### [SOURCE TEXT]
┌──
|3 inch Stokes mortar|
Sir Wilfred Stokes with example of his mortar and bombs. Typical 3-inch bombs used are 2nd and 6th from left
|Place of origin||United Kingdom|
|Designer||Sir Wilfred Stokes KBE|
|Mass||104 lbs (47.17 kg) total|
|Shell||HE 10 lb 11 oz|
|Calibre||3.2 in (81 mm)|
|Rate of fire||25 rpm (maximum)|
6-8 rpm (sustained)
|Effective firing range||750 yards (686 m)|
|Maximum firing range||800 yards (731 m)|
|Filling weight||2lb 4 oz (1 kg)|
The Stokes mortar was a British trench mortar designed by Sir Wilfred Stokes KBE that was issued to the British and U.S. armies, as well as the Portuguese Expeditionary Corps, during the later half of the First World War. The 3-inch trench mortar is a smooth-bore, muzzle-loading weapon for high angles of fire. Although it is called a 3-inch mortar, its bore is actually 3.2 inches or 81 mm.
Frederick Wilfred Scott Stokes - who later became Sir Wilfred Stokes KBE - designed the mortar in January 1915. The British Army was at the time trying to develop a weapon that would be a match for the Imperial German Army's Minenwerfer mortar, which was in use on the Western Front.
Stokes's design was initially rejected in June 1915 because it was unable to use existing stocks of British mortar ammunition, and it took the intervention of David Lloyd George (at that time Minister of Munitions) and Lieutenant-Colonel J. C. Matheson of the Trench Warfare Supply Department (who reported to Lloyd George) to expedite manufacture of the Stokes mortar.
The Stokes mortar was a simple weapon, consisting of a smoothbore metal tube fixed to a base plate (to absorb recoil) with a lightweight bipod mount. When a mortar bomb was dropped into the tube, an impact sensitive primer in the base of the bomb would make contact with a firing pin at the base of the tube, and ignite the propellant charge in the base, launching the bomb towards the target. The warhead itself was detonated by an impact fuse on reaching the target.
The barrel is a seamless drawn-steel tube necked down at the breech or base end. To the breech end is fitted a base cap, within which is secured a firing pin protruding into the barrel. The caps at each end of the bomb cylinder were 81 mm diameter. The bomb was fitted with a modified hand grenade fuze on the front, with a perforated tube containing a propellant charge and an impact-sensitive cap at the rear.
└──
### [RECORDS SHOWN]
┌──
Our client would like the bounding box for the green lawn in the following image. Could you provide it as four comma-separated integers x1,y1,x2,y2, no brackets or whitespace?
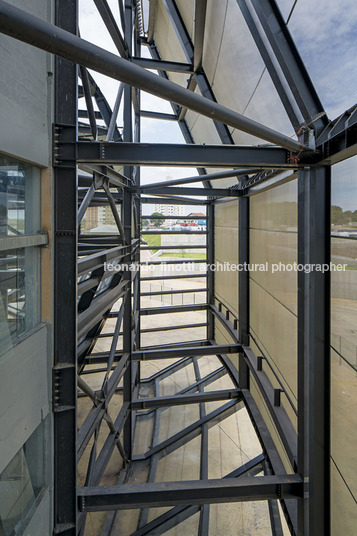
142,234,206,260
142,234,161,253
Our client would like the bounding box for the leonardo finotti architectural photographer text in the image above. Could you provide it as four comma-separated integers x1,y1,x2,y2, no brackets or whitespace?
104,261,347,274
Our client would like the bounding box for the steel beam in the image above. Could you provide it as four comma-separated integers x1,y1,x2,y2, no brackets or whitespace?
0,0,306,153
72,142,292,169
94,0,128,58
78,475,302,512
52,0,78,536
131,389,242,409
139,168,261,190
132,344,242,361
140,110,178,121
131,454,264,536
193,0,207,72
132,57,193,73
134,187,242,197
238,197,250,389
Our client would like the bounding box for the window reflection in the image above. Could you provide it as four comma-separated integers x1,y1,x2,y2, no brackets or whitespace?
0,155,41,354
0,423,44,536
331,157,357,534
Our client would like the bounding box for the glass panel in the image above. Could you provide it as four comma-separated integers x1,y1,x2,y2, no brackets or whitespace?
289,0,357,119
0,155,41,354
0,423,44,536
0,247,40,353
0,155,41,236
331,153,357,534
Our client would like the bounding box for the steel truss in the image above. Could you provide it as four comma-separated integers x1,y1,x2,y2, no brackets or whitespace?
0,0,357,536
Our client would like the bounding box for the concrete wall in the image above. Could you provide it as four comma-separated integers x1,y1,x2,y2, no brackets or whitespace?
0,0,53,166
0,325,50,473
0,0,54,536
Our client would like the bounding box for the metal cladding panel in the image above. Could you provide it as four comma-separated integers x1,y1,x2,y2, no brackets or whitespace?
154,0,294,144
150,0,294,187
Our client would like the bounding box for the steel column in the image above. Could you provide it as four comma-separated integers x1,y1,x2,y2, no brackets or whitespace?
238,197,249,389
298,166,331,536
53,0,78,536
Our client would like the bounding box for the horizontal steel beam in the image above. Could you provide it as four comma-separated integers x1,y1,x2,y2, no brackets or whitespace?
131,389,242,409
138,168,262,190
77,475,303,512
0,232,48,251
141,214,208,220
133,57,193,73
140,110,178,121
141,322,207,333
140,303,209,316
0,0,306,153
131,344,242,361
71,142,296,168
134,187,242,197
131,454,265,536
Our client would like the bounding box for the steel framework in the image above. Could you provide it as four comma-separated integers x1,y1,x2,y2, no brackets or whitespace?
0,0,357,536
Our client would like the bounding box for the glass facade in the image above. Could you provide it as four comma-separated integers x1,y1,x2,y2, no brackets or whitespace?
0,422,45,536
0,155,41,353
331,157,357,536
282,0,357,119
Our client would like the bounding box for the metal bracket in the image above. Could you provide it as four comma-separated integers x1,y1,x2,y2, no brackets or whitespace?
52,123,77,167
52,364,76,412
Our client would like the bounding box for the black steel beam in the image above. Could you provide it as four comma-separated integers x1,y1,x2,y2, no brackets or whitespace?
140,110,178,121
193,0,207,72
132,344,242,361
140,304,209,315
78,475,302,512
134,187,242,197
132,57,193,73
51,0,78,536
71,142,290,168
131,454,264,536
238,197,250,389
94,0,128,58
131,389,242,409
0,0,306,151
139,168,261,190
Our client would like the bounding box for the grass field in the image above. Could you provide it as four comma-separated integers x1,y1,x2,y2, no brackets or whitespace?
142,234,161,253
142,234,206,260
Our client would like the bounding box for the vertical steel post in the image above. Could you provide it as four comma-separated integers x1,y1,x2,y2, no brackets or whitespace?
298,166,331,536
238,197,249,389
206,202,215,341
53,0,78,536
122,0,134,460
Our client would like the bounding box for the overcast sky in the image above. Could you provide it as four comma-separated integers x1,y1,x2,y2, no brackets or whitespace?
79,0,357,212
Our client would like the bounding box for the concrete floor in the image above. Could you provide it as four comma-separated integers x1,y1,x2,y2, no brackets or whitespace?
78,258,288,536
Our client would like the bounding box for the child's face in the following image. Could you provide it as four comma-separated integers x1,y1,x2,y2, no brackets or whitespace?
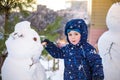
└──
### [SET OF TASKS]
1: Write out the Stokes mortar text word for word, everything from "Frederick Wilfred Scott" down to "the Western Front.".
2: Using the Stokes mortar text, say whether each statement agrees with it, and quote the words that decide it.
(a) The bore of the Stokes mortar is actually 3.2 inches.
(b) The design by Stokes was first accepted in June 1915.
(c) A timed fuse detonated the warhead.

### [ANSWERS FOR EACH ITEM]
1:
Frederick Wilfred Scott Stokes - who later became Sir Wilfred Stokes KBE - designed the mortar in January 1915. The British Army was at the time trying to develop a weapon that would be a match for the Imperial German Army's Minenwerfer mortar, which was in use on the Western Front.

2:
(a) Yes: "Although it is called a 3-inch mortar, its bore is actually 3.2 inches or 81 mm."
(b) No: "Stokes's design was initially rejected in June 1915"
(c) No: "The warhead itself was detonated by an impact fuse on reaching the target."